**Énoncé 1**
Recopiez mot pour mot l'intégralité de l'extrait ci-dessous, tiré de la commission d'enquête sur le chlordécone et le paraquat.

**Extrait du texte**
Intervention de éric Godard

Réunion du mercredi 25 septembre 2019 à 14h15
Commission d'enquête sur l'impact économique, sanitaire et environnemental de l'utilisation du chlordécone et du paraquat comme insecticides agricoles dans les territoires de guadeloupe et de martinique, sur les responsabilités publiques et privées dans la prolongation de leur autorisation et évaluant la nécessité et les modalités d'une indemnisation des préjudices des victimes et de ces territoires

éric Godard, ancien délégué interministériel chlordécone en Martinique :

Je crois qu'il ne faut pas, monsieur le président, mélanger les deux époques. Celle allant de 1993 à 1999 a pris fin par une prise de conscience provoquée par le rapport de MM. Balland, Mestres et Fagot en 1998, puis par la mise en évidence du problème dans les eaux en 1999.

**Données fournies**
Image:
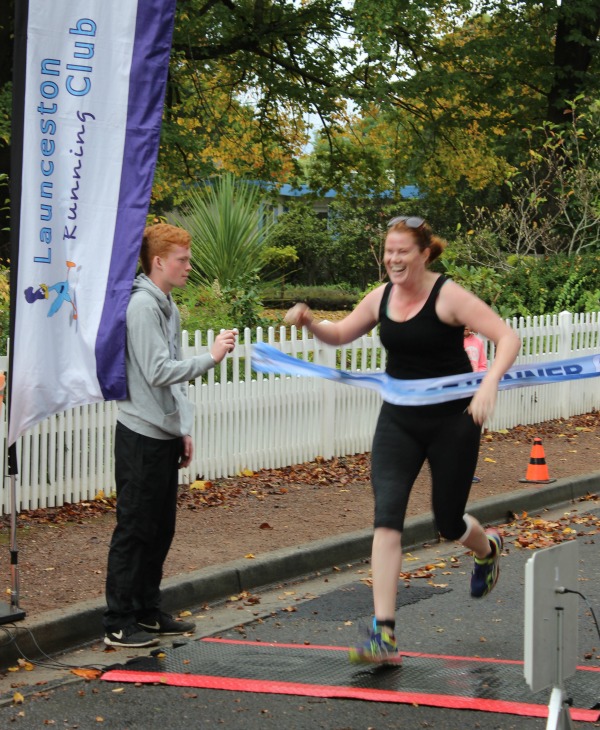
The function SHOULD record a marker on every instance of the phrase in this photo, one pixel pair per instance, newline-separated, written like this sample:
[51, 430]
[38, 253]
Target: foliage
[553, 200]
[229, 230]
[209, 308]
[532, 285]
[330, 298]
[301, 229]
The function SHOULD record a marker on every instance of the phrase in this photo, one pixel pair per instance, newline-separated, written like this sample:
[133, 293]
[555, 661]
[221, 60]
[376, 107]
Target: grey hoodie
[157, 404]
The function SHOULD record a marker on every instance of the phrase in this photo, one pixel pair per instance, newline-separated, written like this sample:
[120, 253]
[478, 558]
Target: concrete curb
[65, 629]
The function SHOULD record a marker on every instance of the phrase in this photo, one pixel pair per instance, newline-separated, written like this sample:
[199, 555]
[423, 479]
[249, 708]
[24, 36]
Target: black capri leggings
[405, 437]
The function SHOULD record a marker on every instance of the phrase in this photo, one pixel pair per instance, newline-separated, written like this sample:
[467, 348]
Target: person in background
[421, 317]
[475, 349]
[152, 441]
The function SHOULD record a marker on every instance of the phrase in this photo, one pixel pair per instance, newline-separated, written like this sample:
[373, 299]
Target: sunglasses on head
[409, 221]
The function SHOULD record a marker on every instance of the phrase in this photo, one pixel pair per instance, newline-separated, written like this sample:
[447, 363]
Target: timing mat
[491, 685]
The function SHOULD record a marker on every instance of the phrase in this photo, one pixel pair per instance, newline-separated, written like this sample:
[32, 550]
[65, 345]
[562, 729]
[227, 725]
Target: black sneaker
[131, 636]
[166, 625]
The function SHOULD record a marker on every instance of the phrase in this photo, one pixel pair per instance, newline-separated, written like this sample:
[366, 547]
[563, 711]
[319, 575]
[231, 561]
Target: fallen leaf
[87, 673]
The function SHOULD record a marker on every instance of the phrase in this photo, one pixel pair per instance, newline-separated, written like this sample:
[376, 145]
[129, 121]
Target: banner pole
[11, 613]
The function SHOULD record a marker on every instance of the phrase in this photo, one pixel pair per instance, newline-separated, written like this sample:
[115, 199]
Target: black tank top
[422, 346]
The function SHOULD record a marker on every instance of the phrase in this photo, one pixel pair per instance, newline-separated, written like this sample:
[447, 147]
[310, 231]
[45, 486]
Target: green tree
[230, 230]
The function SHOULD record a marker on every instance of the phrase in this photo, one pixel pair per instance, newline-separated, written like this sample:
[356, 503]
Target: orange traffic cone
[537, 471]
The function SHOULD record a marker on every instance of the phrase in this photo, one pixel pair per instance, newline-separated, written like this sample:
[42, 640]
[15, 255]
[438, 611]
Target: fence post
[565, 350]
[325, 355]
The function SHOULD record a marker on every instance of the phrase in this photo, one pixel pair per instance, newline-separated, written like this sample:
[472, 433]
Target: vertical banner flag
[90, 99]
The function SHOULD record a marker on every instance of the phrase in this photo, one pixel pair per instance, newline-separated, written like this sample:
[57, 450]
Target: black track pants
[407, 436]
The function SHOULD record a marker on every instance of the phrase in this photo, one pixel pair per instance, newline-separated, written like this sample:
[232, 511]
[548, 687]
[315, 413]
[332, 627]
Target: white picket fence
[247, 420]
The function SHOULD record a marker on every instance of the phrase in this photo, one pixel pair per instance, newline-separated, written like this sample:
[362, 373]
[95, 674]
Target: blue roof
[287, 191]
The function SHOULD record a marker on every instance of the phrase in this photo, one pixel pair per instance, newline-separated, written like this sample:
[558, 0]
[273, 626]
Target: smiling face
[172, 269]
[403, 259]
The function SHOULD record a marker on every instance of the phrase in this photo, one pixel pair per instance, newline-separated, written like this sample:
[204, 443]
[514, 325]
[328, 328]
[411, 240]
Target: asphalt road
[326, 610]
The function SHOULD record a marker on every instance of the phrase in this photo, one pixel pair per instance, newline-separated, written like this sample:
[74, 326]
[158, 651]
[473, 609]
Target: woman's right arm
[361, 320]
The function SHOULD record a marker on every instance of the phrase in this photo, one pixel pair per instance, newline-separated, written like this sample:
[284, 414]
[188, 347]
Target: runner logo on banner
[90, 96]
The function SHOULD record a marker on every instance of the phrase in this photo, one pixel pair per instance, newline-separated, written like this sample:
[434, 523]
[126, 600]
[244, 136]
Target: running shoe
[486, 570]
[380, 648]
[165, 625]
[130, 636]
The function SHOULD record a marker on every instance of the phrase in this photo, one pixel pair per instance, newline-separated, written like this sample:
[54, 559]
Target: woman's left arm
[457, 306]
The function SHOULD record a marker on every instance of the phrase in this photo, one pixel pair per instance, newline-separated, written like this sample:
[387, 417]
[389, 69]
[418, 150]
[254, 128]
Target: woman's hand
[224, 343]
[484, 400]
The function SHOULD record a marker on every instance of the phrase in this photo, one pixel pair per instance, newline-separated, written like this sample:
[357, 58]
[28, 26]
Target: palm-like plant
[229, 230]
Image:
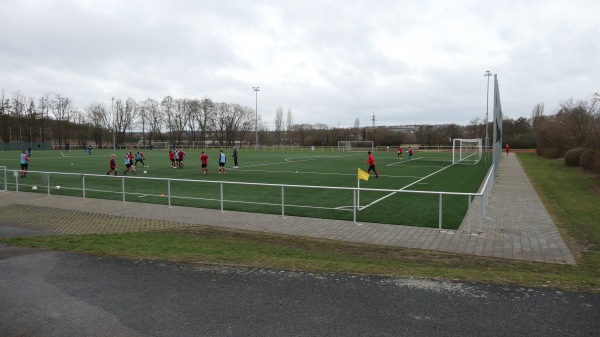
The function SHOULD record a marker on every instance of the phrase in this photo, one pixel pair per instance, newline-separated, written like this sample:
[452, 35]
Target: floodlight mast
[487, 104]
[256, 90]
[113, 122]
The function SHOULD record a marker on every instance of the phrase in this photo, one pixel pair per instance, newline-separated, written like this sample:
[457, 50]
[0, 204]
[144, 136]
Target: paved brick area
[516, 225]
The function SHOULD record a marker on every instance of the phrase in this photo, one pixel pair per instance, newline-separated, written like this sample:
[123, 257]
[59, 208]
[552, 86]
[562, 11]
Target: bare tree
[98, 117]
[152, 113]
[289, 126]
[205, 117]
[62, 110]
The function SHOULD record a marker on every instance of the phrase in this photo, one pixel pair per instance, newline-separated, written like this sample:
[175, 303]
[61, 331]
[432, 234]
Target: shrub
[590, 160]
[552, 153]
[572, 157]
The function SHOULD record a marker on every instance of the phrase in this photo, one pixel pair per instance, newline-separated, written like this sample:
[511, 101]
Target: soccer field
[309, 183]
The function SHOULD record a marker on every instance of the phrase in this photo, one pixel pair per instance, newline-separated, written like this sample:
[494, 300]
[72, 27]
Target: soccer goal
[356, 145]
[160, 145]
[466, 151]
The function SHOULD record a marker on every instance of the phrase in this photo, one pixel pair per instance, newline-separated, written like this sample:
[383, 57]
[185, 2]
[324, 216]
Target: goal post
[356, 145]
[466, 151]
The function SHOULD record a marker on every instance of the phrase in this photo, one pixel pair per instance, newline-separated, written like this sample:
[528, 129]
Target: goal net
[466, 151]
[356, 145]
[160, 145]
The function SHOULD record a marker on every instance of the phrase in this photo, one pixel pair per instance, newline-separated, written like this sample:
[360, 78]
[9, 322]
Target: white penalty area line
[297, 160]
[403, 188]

**Énoncé 2**
Combien de lignes des enregistrements ci-dessus contiennent la chaîne « soccer » ? Tenez compte des majuscules et des minuscules, et donnez seulement le nombre.

**Solution proposée 1**
Intervention de éric Godard

Réunion du mercredi 25 septembre 2019 à 14h15
Commission d'enquête sur l'impact économique, sanitaire et environnemental de l'utilisation du chlordécone et du paraquat comme insecticides agricoles dans les territoires de guadeloupe et de martinique, sur les responsabilités publiques et privées dans la prolongation de leur autorisation et évaluant la nécessité et les modalités d'une indemnisation des préjudices des victimes et de ces territoires

éric Godard, ancien délégué interministériel chlordécone en Martinique :

Je crois qu'il ne faut pas, monsieur le président, mélanger les deux époques. Celle allant de 1993 à 1999 a pris fin par une prise de conscience provoquée par le rapport de MM. Balland, Mestres et Fagot en 1998, puis par la mise en évidence du problème dans les eaux en 1999.

**Solution proposée 2**
2